Records shown
= = = = =

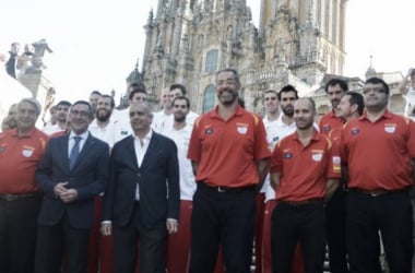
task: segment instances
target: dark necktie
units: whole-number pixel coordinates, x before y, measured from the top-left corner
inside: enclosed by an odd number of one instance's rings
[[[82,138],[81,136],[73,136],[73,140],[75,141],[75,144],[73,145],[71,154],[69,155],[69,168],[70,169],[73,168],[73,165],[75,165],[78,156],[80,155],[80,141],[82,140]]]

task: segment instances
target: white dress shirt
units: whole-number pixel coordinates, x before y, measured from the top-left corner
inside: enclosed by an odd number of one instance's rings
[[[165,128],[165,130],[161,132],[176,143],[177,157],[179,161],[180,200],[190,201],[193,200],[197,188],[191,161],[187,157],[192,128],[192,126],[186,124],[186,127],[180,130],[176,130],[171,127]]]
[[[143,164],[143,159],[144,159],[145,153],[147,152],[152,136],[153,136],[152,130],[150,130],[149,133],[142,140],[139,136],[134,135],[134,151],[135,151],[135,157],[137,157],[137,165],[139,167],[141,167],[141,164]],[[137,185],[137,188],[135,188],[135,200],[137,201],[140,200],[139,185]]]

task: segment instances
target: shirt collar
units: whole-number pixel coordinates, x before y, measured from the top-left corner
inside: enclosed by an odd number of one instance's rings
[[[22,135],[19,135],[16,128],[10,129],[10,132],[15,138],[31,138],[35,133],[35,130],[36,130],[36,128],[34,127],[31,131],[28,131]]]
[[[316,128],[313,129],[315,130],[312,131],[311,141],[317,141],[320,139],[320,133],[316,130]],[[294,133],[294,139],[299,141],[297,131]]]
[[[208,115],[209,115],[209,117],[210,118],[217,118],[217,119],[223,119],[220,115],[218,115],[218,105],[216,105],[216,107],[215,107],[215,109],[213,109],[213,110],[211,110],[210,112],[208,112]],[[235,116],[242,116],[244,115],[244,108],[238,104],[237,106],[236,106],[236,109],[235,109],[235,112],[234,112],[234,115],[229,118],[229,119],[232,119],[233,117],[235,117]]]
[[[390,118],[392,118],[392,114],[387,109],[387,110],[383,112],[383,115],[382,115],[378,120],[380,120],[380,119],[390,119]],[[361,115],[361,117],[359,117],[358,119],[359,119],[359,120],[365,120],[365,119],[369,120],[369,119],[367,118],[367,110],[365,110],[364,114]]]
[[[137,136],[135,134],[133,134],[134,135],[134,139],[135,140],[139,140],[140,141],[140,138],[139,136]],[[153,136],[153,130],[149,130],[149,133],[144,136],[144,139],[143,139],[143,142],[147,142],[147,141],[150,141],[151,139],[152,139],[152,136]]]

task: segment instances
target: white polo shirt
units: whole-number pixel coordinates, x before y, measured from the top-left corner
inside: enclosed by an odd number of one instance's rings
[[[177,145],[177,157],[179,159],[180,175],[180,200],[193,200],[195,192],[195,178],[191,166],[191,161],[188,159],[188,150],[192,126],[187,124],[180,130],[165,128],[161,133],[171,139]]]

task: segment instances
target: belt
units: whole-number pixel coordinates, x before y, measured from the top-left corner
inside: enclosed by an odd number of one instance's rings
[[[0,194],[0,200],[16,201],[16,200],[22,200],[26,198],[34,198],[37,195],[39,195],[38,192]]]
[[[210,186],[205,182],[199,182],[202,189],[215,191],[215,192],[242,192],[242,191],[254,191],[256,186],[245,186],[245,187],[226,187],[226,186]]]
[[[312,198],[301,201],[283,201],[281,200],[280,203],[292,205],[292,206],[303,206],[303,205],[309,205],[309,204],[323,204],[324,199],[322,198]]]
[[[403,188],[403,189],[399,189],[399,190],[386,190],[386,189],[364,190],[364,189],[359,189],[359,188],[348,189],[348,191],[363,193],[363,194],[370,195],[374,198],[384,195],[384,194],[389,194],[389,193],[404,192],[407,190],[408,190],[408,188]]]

= = = = =

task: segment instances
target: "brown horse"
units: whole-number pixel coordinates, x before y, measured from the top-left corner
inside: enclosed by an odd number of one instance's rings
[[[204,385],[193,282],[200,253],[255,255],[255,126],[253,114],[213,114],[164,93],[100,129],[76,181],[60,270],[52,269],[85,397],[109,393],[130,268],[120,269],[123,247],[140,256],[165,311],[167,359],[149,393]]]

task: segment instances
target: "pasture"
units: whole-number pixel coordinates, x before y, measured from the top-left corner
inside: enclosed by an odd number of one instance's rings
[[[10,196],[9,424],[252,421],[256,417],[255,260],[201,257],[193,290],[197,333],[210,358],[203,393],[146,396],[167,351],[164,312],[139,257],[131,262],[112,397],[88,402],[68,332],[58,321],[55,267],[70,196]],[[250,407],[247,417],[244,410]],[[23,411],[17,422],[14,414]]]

= = = = =

Problem description
Extract each line of the rows above that contains the word "white".

Answer below
target: white dress shirt
target: white polo shirt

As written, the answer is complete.